• _PROBLEM TO SOLVE_
Rewrite the records below, changing "painted pumpkin" to "decorated pumpkin" and keeping every other line the same.

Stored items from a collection
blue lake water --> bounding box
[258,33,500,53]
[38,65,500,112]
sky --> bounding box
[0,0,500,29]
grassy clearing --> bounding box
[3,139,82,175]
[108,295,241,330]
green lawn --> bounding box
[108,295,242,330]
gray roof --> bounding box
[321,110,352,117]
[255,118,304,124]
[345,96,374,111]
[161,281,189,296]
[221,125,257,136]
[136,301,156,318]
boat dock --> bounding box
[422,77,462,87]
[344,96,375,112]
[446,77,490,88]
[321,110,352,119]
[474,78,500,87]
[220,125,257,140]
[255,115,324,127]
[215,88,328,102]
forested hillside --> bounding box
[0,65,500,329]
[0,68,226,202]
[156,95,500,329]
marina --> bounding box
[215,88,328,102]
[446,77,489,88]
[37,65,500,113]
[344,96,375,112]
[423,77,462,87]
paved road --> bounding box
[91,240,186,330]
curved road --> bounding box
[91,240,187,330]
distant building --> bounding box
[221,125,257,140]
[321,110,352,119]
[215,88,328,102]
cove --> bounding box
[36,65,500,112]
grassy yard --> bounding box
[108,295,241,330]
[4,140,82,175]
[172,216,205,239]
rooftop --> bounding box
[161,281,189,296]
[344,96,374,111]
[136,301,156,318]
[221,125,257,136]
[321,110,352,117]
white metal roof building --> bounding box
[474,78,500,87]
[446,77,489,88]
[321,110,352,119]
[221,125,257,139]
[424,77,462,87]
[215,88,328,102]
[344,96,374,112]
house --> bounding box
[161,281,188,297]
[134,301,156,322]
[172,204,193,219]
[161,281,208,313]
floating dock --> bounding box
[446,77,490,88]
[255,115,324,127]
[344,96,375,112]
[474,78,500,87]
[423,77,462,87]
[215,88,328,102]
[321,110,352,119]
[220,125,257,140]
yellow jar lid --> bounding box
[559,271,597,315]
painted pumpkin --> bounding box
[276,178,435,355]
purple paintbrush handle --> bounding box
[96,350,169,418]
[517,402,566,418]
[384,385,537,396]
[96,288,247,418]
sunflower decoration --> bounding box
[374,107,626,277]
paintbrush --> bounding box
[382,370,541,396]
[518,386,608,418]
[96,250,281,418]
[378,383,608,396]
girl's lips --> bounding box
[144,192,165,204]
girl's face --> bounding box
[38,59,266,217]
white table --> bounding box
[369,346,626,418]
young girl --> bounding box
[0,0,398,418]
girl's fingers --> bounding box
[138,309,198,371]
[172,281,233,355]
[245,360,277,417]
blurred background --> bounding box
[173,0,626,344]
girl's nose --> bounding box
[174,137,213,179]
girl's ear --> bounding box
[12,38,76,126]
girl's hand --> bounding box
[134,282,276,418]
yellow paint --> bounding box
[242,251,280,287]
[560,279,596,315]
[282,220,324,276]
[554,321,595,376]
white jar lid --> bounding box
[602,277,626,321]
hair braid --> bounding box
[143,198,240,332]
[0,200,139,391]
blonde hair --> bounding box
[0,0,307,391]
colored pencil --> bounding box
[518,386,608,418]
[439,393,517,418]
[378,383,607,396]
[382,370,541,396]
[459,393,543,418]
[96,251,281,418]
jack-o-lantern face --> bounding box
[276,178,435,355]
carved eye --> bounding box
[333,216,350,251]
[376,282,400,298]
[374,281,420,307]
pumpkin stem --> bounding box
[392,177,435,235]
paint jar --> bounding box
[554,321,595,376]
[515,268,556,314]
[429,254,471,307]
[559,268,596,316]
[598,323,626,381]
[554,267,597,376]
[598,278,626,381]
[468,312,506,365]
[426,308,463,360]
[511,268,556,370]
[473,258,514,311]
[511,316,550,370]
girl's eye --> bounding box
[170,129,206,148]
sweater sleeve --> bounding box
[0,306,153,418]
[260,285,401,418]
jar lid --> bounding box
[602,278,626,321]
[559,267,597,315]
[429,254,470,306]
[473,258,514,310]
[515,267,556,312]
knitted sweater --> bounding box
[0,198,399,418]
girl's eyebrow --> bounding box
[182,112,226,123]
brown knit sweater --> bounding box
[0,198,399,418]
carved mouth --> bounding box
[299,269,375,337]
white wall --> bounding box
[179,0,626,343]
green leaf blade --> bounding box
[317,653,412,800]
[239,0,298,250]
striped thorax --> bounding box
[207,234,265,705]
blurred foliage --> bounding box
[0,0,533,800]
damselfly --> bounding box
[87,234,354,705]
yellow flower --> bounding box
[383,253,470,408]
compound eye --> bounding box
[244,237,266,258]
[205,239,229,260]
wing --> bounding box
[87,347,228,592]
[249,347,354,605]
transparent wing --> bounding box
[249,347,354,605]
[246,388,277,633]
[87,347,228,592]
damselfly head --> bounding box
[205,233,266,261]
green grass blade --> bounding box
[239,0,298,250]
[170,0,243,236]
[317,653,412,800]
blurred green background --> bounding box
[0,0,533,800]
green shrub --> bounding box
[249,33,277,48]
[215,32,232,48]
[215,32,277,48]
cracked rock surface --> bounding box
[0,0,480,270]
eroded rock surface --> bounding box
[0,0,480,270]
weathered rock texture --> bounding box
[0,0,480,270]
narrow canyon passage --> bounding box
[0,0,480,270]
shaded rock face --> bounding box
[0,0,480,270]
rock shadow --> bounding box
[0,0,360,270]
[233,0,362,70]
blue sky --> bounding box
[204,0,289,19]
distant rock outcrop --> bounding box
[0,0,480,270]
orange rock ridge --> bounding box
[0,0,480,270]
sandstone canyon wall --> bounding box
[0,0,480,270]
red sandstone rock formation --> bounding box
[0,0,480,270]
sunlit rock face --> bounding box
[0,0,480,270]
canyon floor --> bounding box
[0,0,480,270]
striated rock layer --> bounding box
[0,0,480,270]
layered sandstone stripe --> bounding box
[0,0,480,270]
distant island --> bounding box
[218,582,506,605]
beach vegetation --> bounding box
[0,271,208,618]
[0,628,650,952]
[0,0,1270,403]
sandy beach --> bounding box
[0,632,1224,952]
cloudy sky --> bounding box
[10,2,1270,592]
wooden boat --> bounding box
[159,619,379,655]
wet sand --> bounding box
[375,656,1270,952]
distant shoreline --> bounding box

• _TASK RESULT_
blue lake water --> bounding box
[258,33,500,53]
[38,65,500,112]
sky --> bounding box
[0,0,500,29]
grassy clearing --> bounding box
[3,139,82,175]
[108,295,241,330]
green lawn --> bounding box
[108,295,242,330]
gray roof --> bounding box
[321,110,352,117]
[255,118,304,124]
[345,96,374,111]
[161,281,189,296]
[221,125,257,136]
[136,301,156,318]
boat dock --> bounding box
[422,77,462,87]
[344,96,375,112]
[446,77,490,88]
[321,110,352,119]
[474,78,500,87]
[220,125,257,140]
[255,115,324,127]
[215,88,328,102]
forested hillside --> bounding box
[0,65,500,329]
[0,68,226,202]
[156,95,500,329]
marina --> bounding box
[215,88,328,102]
[446,77,489,88]
[37,65,500,113]
[344,96,375,112]
[423,77,462,87]
paved road --> bounding box
[91,240,186,330]
curved road --> bounding box
[91,240,187,330]
distant building --> bounding box
[221,125,257,140]
[321,110,352,119]
[215,88,328,102]
cove --> bounding box
[36,65,500,112]
grassy yard --> bounding box
[108,295,241,330]
[4,140,82,175]
[172,216,205,239]
rooftop --> bounding box
[161,281,189,296]
[344,96,374,111]
[136,301,156,318]
[221,125,257,136]
[321,110,352,117]
white metal roof building --> bounding box
[474,78,500,87]
[446,77,489,88]
[321,110,352,119]
[221,125,257,139]
[424,77,462,87]
[215,88,328,102]
[344,96,374,112]
house --> bounding box
[161,281,188,297]
[134,301,156,322]
[172,204,193,219]
[161,281,208,313]
floating dock --> bounding box
[446,77,490,88]
[255,115,324,127]
[344,96,375,112]
[474,78,500,87]
[423,77,462,87]
[215,88,328,102]
[321,110,352,119]
[220,125,257,140]
yellow jar lid --> bounding box
[559,271,597,315]
decorated pumpkin --> bounding box
[276,178,435,355]
purple paintbrush handle --> bounding box
[96,350,169,418]
[517,402,566,418]
[384,385,537,396]
[96,288,247,418]
sunflower decoration --> bounding box
[374,107,626,277]
paintbrush --> bounding box
[382,370,541,396]
[518,386,608,418]
[96,250,281,418]
[378,383,608,396]
girl's lips --> bounding box
[144,192,165,204]
girl's face --> bounding box
[38,59,266,217]
white table --> bounding box
[369,346,626,418]
young girl --> bounding box
[0,0,398,418]
girl's fingers --> bounding box
[138,309,198,371]
[172,281,233,355]
[245,360,277,417]
blurred background --> bounding box
[173,0,626,344]
girl's nose --> bounding box
[174,137,213,179]
girl's ear --> bounding box
[12,38,76,126]
girl's hand --> bounding box
[134,282,276,418]
yellow paint --> bounding box
[242,251,280,287]
[560,279,596,315]
[282,220,324,276]
[554,321,595,376]
white jar lid --> bounding box
[602,277,626,321]
hair braid --> bounding box
[143,198,240,332]
[0,200,139,391]
blonde hair --> bounding box
[0,0,307,391]
colored pencil --> bounding box
[518,386,608,418]
[439,393,517,418]
[378,383,607,396]
[382,370,541,396]
[459,393,543,418]
[96,251,281,418]
jack-o-lantern face --> bounding box
[276,178,435,355]
carved eye --> bounding box
[333,216,350,251]
[376,282,400,298]
[374,281,420,307]
pumpkin stem --> bounding box
[392,177,435,235]
paint jar --> bounding box
[554,321,595,376]
[515,268,556,314]
[429,254,471,307]
[559,268,596,316]
[598,323,626,381]
[554,267,597,376]
[598,278,626,381]
[468,312,506,365]
[426,308,463,360]
[511,268,556,370]
[473,258,514,311]
[511,316,550,370]
girl's eye --> bounding box
[170,129,206,148]
sweater sleeve --> bounding box
[0,306,153,418]
[260,285,401,418]
jar lid --> bounding box
[602,278,626,321]
[559,267,597,315]
[429,254,470,306]
[473,258,514,310]
[515,267,556,312]
knitted sweater --> bounding box
[0,198,399,418]
girl's eyebrow --> bounding box
[182,112,226,123]
brown knit sweater --> bounding box
[0,198,399,418]
carved mouth --> bounding box
[299,269,375,337]
white wall --> bounding box
[179,0,626,343]
green leaf blade --> bounding box
[317,653,412,800]
[239,0,298,250]
striped thorax --> bounding box
[207,234,265,705]
blurred foliage --> bounding box
[0,0,533,800]
damselfly --> bounding box
[87,234,354,705]
yellow flower --> bounding box
[383,253,470,408]
compound eye --> bounding box
[244,237,266,258]
[205,239,229,260]
wing --> bounding box
[87,347,228,592]
[249,347,354,605]
transparent wing --> bounding box
[249,347,354,605]
[246,388,277,633]
[87,347,228,592]
damselfly head --> bounding box
[205,233,266,261]
green grass blade --> bounding box
[239,0,298,250]
[170,0,243,236]
[317,653,412,800]
blurred green background --> bounding box
[0,0,533,800]
green shrub --> bounding box
[249,33,277,48]
[215,32,232,48]
[215,32,277,48]
cracked rock surface --> bounding box
[0,0,480,270]
eroded rock surface --> bounding box
[0,0,480,270]
weathered rock texture --> bounding box
[0,0,480,270]
narrow canyon passage --> bounding box
[0,0,480,270]
shaded rock face --> bounding box
[0,0,480,270]
rock shadow --> bounding box
[0,0,360,270]
[233,0,362,70]
blue sky --> bounding box
[204,0,289,19]
distant rock outcrop --> bounding box
[0,0,480,270]
orange rock ridge --> bounding box
[0,0,480,270]
sandstone canyon wall --> bounding box
[0,0,480,270]
red sandstone rock formation --> bounding box
[0,0,480,270]
sunlit rock face --> bounding box
[0,0,480,270]
canyon floor --> bounding box
[0,0,480,270]
striated rock layer --> bounding box
[0,0,480,270]
layered sandstone stripe --> bounding box
[0,0,480,270]
distant island --> bounding box
[218,582,506,605]
beach vegetation --> bounding box
[0,271,208,618]
[0,628,650,952]
[0,0,1270,403]
sandy beach --> bounding box
[0,632,1224,952]
cloudy sky --> bounding box
[10,2,1270,592]
wooden boat --> bounding box
[159,619,379,655]
wet sand --> bounding box
[375,656,1270,952]
distant shoreline --> bounding box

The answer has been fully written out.